◆ **Trecho apresentado**
Dentro do cenário caótico das finanças públicas no qual estão inseridos praticamente todos os entes da federação, não se vislumbra uma alternativa viável no curto prazo para resolver a odiosa discriminação na satisfação dos créditos. De um lado, o crédito tributário goza de rito especial, possibilidade de protesto de CDA, penhora on-line e mais recentemente averbação pré-executória (art. 22-B, § 3°, inciso II da Lei n° 10.522/02 com redação dada pela Lei n° 13.606/2018). De outro lado, o crédito do particular contra a Fazenda Pública deve se conformar com a espera imposta pelo regime previsto no artigo 100 da Constituição.
Na tentativa de amenizar a dramática situação, propõe-se uma alternativa que parece plenamente viável a partir do novo Código de Processo Civil. Defendemos na terceira edição do Manual da Execução Fiscal (PORTO, Éderson Garin. Manual da Execução fiscal. Porto Alegre: Livraria do Advogado: 2019) que o Código de Processo Civil vigente exalta a autonomia da vontade e presta homenagem aos meios adequados de resolução do litígio (art. 1°, §§ 2° e 3°). Conferiu-se importantes espaços de disposição às partes, assegurando-lhes a possibilidade de delimitar a controvérsia (arts. 141, 490 e 492, CPC), a possibilidade de renunciar (art. 487, III, c), desistir (art. 485, VIII, CPC) e abdicar de um modo, inclusive em fase recursal (art. 998, parágrafo único), sem esquecer da importância de certos atos omissivos (art. 65, art. 337, § 6.º, e art. 1.000, CPC).

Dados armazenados
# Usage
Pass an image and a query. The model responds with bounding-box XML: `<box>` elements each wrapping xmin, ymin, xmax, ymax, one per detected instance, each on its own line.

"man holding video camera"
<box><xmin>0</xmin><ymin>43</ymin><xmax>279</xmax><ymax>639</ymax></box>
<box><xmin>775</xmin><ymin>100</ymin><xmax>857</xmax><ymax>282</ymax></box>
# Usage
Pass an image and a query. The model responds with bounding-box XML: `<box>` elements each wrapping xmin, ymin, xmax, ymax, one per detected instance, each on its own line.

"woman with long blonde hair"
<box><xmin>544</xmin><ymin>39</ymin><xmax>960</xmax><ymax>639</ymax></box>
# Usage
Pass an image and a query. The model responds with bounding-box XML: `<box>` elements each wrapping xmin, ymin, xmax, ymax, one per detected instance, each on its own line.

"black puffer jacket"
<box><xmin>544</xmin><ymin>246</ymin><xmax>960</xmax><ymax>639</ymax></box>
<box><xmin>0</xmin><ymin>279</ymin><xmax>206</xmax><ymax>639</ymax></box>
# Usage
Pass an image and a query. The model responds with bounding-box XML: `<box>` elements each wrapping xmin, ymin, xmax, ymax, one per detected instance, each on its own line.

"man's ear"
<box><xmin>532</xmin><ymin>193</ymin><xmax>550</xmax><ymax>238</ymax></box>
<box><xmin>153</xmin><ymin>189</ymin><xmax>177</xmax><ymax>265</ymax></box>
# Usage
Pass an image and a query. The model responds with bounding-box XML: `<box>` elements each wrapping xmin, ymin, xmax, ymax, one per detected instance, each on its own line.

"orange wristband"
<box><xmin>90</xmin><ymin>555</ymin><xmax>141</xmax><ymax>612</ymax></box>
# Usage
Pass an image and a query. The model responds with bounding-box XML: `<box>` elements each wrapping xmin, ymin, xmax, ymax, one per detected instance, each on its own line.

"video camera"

◆ **Tarefa a realizar**
Reproduza do trecho apresentado, sem nenhuma alteração, a passagem que começa em "Na tentativa de" e termina em "art. 1.000, CPC).". Para responder, recorra somente ao trecho apresentado.

◆ **Resposta ao exercício**
Na tentativa de amenizar a dramática situação, propõe-se uma alternativa que parece plenamente viável a partir do novo Código de Processo Civil. Defendemos na terceira edição do Manual da Execução Fiscal (PORTO, Éderson Garin. Manual da Execução fiscal. Porto Alegre: Livraria do Advogado: 2019) que o Código de Processo Civil vigente exalta a autonomia da vontade e presta homenagem aos meios adequados de resolução do litígio (art. 1°, §§ 2° e 3°). Conferiu-se importantes espaços de disposição às partes, assegurando-lhes a possibilidade de delimitar a controvérsia (arts. 141, 490 e 492, CPC), a possibilidade de renunciar (art. 487, III, c), desistir (art. 485, VIII, CPC) e abdicar de um modo, inclusive em fase recursal (art. 998, parágrafo único), sem esquecer da importância de certos atos omissivos (art. 65, art. 337, § 6.º, e art. 1.000, CPC).